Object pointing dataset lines
• • • • • • •

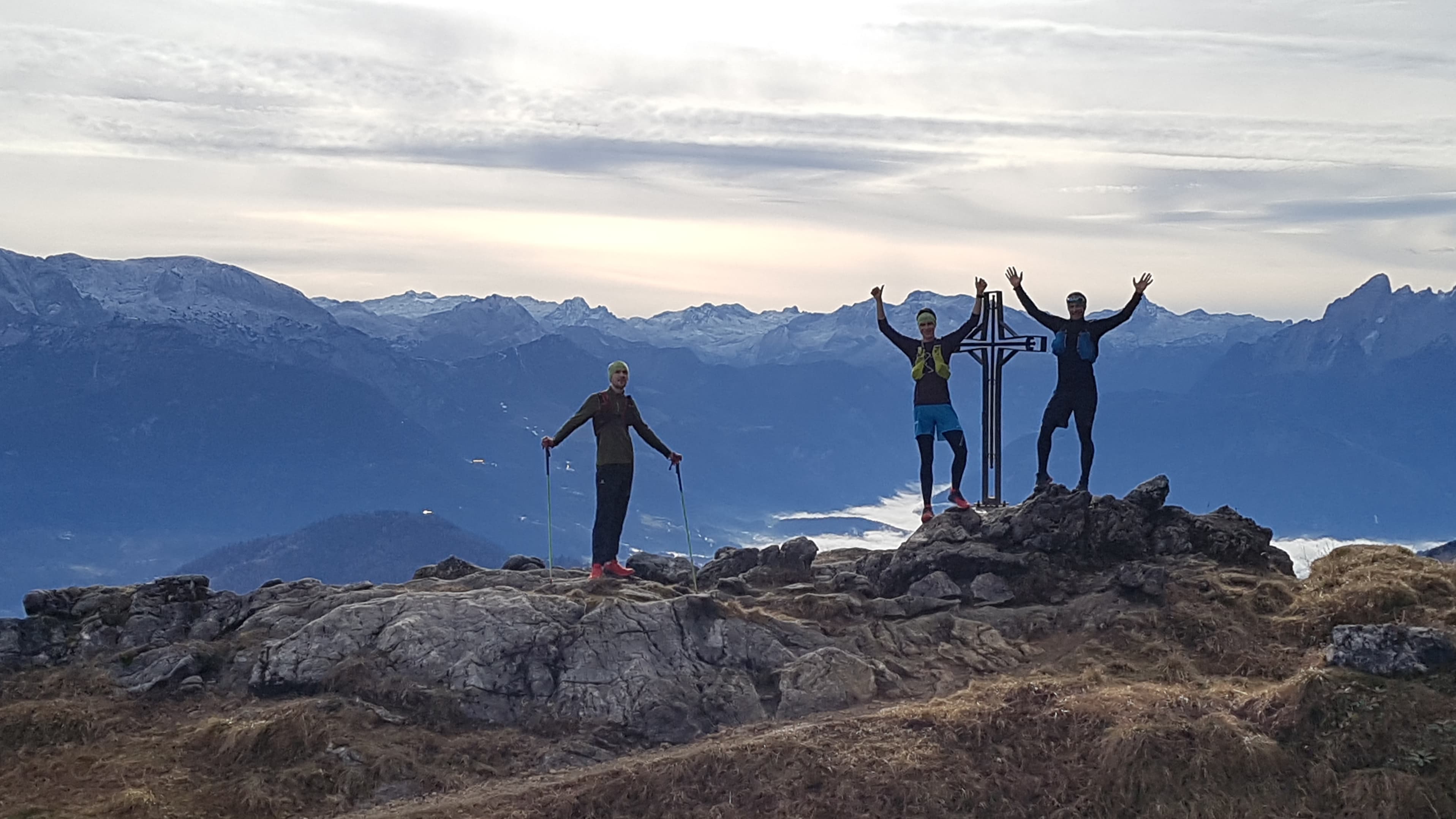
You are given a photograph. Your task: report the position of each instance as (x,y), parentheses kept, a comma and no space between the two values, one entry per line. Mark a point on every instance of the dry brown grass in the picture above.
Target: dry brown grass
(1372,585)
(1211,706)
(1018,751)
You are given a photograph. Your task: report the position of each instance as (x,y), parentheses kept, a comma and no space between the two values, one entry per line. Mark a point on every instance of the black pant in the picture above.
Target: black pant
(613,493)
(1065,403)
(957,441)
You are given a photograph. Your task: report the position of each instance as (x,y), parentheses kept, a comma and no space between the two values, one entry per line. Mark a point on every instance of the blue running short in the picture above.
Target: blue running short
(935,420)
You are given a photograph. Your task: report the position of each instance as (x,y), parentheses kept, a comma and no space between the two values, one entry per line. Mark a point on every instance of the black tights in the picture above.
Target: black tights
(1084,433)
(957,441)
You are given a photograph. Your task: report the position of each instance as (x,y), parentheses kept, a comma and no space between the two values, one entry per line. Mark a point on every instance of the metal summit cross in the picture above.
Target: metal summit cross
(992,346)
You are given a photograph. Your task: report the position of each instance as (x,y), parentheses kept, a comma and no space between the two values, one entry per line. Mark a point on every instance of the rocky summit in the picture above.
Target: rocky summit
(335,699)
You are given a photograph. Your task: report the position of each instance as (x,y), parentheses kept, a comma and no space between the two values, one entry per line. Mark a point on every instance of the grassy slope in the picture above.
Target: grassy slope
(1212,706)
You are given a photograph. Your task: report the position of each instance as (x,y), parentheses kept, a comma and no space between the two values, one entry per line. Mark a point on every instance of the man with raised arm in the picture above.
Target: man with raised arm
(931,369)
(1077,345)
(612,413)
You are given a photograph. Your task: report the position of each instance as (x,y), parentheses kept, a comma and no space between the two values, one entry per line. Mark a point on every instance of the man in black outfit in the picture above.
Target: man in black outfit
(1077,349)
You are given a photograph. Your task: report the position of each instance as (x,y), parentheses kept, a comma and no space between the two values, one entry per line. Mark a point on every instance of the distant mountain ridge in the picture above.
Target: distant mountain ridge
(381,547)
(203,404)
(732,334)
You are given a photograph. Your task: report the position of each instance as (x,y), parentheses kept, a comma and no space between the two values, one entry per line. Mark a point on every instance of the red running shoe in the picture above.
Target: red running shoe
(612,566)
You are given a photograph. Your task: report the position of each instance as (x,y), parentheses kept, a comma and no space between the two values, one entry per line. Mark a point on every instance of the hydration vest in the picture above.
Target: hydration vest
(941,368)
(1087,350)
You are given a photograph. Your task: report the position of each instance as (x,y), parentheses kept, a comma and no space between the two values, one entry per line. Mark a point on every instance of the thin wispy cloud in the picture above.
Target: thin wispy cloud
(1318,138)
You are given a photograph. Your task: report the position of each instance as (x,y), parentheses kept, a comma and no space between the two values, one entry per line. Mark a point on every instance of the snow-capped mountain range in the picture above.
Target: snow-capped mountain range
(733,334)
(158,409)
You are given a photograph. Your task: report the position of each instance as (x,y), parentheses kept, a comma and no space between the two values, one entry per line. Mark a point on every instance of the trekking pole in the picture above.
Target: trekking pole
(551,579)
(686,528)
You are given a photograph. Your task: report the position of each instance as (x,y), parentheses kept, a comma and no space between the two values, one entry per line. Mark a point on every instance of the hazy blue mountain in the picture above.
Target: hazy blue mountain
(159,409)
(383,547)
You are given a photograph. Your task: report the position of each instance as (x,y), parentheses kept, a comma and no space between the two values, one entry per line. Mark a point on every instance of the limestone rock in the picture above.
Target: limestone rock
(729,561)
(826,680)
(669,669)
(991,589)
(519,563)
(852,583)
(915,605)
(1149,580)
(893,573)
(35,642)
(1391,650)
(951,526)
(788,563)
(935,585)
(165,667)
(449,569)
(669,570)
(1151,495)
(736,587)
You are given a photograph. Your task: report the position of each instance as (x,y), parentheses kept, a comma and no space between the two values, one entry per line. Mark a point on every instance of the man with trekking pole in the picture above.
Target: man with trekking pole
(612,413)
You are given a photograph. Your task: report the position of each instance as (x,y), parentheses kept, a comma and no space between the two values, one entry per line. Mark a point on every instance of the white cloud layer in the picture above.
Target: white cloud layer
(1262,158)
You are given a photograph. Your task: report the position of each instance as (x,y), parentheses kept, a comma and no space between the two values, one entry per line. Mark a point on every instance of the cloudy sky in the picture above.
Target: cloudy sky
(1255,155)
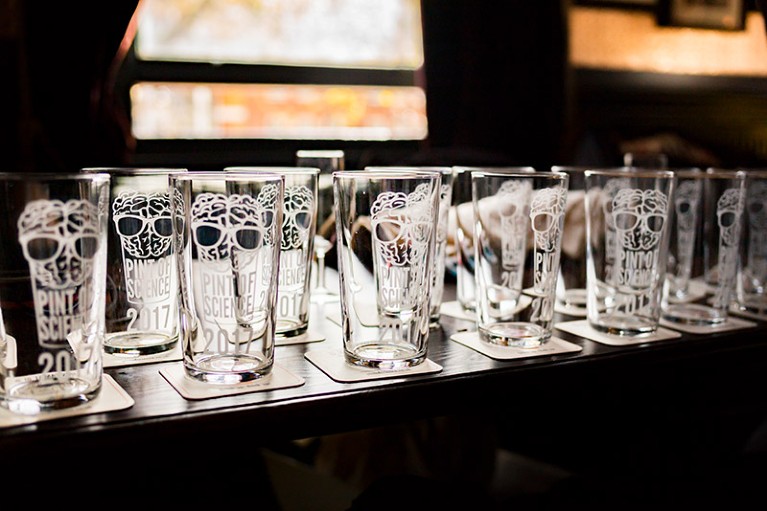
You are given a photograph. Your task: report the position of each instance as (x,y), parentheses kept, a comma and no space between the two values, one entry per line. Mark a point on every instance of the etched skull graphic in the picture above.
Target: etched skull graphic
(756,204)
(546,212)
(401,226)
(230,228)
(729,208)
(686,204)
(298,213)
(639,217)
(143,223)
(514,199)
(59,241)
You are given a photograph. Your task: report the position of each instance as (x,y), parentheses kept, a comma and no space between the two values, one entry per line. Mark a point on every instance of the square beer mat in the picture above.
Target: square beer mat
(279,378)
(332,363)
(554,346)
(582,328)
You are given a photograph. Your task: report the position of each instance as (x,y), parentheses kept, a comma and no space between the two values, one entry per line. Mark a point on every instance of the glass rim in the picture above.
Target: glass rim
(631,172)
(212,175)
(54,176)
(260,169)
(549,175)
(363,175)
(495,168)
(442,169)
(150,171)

• • • • • • •

EXERCISE AIM ::
Reproduce all of the lines above with every occurrence of "photograph" changed to "image" and nothing else altered. Omit the pictures.

TASK OUTPUT ::
You are given a image. Your task: report the position of each instance as (x,y), parentheses kept, a comma and no space between the two values, one entry per line. Mark a point on every instance of the dry brown grass in the picture above.
Target: dry brown grass
(1372,585)
(1211,706)
(1018,751)
You are given a image. Your task: report the position of each instance as (x,y), parentheses kept, a comma and no space between the two values, one entry per line. Mark a point on every instance of the black pant in the picture above.
Target: black pant
(613,493)
(1065,403)
(957,441)
You are given a image. Your task: report the position of each instance as (x,y), parentheses kept, a comma and no space between the two values, one entry per line. Mark a point on every instance of the blue running short in the picture above.
Target: blue running short
(935,420)
You are given a image. Your task: report the position of each instance as (x,y), parentheses kept, a comma and no space between the two values, one entry per line. Mark a point on every instance of the black tights in the picture above.
Target: black tights
(1084,433)
(957,441)
You are given a image. Your task: report the position of each instance as (x,y), parentheses kept, a comma and no space between the two values, one entry per line. Mark a point on every instance of the metal summit cross in the picture above.
Target: metal summit cross
(992,346)
You are given a image. Your task: report the position of each instance as (x,y), parentheses kept, a comma and no space between the two values, one entry per line. Mark a point on every instance of the rocky summit in the picture above.
Target: rocky summit
(335,699)
You are given a image. Your task: report the position of each instance as (x,y), parentheses kept, a comma and no space between the two values, one entry per line. Mark a point on every instance of the grassy slope in the picture above.
Target: grassy slope
(1212,706)
You are given a image. Your task: report the position of each instance as (x,y), parentheses kept, a comma and no space between the two values, one entry per line. Mark a point on every instance of the man with raised arm in the picture above.
Target: man with raised arm
(931,369)
(1077,345)
(612,413)
You are given a image. Your task: report the position of each instance as (x,y), parentheses kept, a comma and no space between the two values, one entry per line. Mark a point on every instance of the man in black outfit in the picture above.
Target: man in black outfit
(1077,349)
You are given a image. Your task: report the position of each instance as (x,y), parentheses kept, a comma and no space between the two values, one entry per line. Mark a point on every instance of the distant mountain ridge in the picture above.
Target: distant mountain ridge
(381,547)
(203,404)
(732,334)
You are given a image. Your task: report the position of each instance as (x,y), parentheses kept, a comma and no space between the two values, one entry per line. Mark a point on every instance of the red running shoe in the picture above.
Target: red running shoe
(612,566)
You are given a image. Your task: report the position of each instance as (x,y), parentheses kept, a comma and no space between the two values, one entry per line. Mark a point on every instance of the hydration vest in the picture above.
Target: hydration vest
(941,368)
(1087,350)
You are given a image. Your task: report the position of each instance as (x,y), parentheses kept, a comma and no space between the two values, one entry per line. Mark a point on every instance of the thin wispy cloud in the picture above.
Target: thin wispy cloud
(1318,138)
You are given a image. Your task: report the position of each instance as (x,y), parentheses kept, a comma and no space between the two values, one entry per line. Mark a point on every instance of the snow-capped mountain range in the picture above.
Target: snow-capped mountain range
(733,334)
(158,409)
You are given a image. Your task: report the position of each instance as (x,y), parentheses kept, a comma and no space between the two values, one entry per line. Mark a point on every instance of the trekking pole in the picture above.
Target: trekking pole
(551,579)
(686,528)
You are given a image. Your task: report the position of each instance as (x,y), parentheses kept, a comma and no space between the two values, one entry per line. Mark a point on every instance of the hazy blue mountain in the picture above.
Target: hazy blue mountain
(159,409)
(383,547)
You are given a image. Your task: report the position of each instance as (x,y), parentheses kept, a comma and no space between the two values, one entry per line. Mark a point on every instance of the limestone rock in the picture above.
Target: limestone rock
(729,561)
(826,680)
(669,669)
(991,589)
(519,563)
(852,583)
(915,605)
(1149,580)
(893,573)
(35,642)
(1391,650)
(951,526)
(788,563)
(935,585)
(165,667)
(449,569)
(669,570)
(1151,495)
(736,587)
You are given a image. Your task: report the position of each instance as (x,y), parentheses kept, a comma and no space between the two values, one entry per line. Mark a point on every instance of the man with trekking pole in the picture above.
Target: man with trekking pole
(612,413)
You are given a image. Your task: report the position of each instance as (x,y), parentheses kept, a comma and no space between the two values, one entry per line. Mark a point on every instance of the white cloud layer in the picture above.
Target: white cloud layer
(1262,158)
You are given a image. Your task: report the position of each instance as (x,y), parentheses kept, a comma and no space between the two values, one entry per line. Mark a point on every instance of the cloudy sky in the picture above.
Target: cloudy sky
(1255,155)
You are given a image. Your task: report the position of each instance as (x,y), parentheses kept, a comma and no space between the two values, one entry per line. Mark a point on every instance of the etched skull graphic in the picture above.
Target: etched skull graphic
(756,204)
(546,212)
(401,226)
(230,228)
(729,208)
(686,204)
(298,213)
(639,217)
(143,223)
(514,199)
(59,241)
You are given a image. Your task: report the position of each instance as (x,y), parentheses kept, a comma and no space between the two values, one entry per line. Mark a point on every instance of the square beer mat in the picture above.
Target: square beer mat
(279,378)
(332,363)
(554,346)
(582,328)
You are given a image. Your task: report the position of each instance as (x,y), parentheses kept, a comma and no space between the two values, one entry per line. Mark a point on every instance of the glass rim in the picture above.
Target: glass rim
(631,172)
(212,175)
(54,176)
(260,169)
(549,175)
(363,175)
(495,168)
(442,169)
(150,171)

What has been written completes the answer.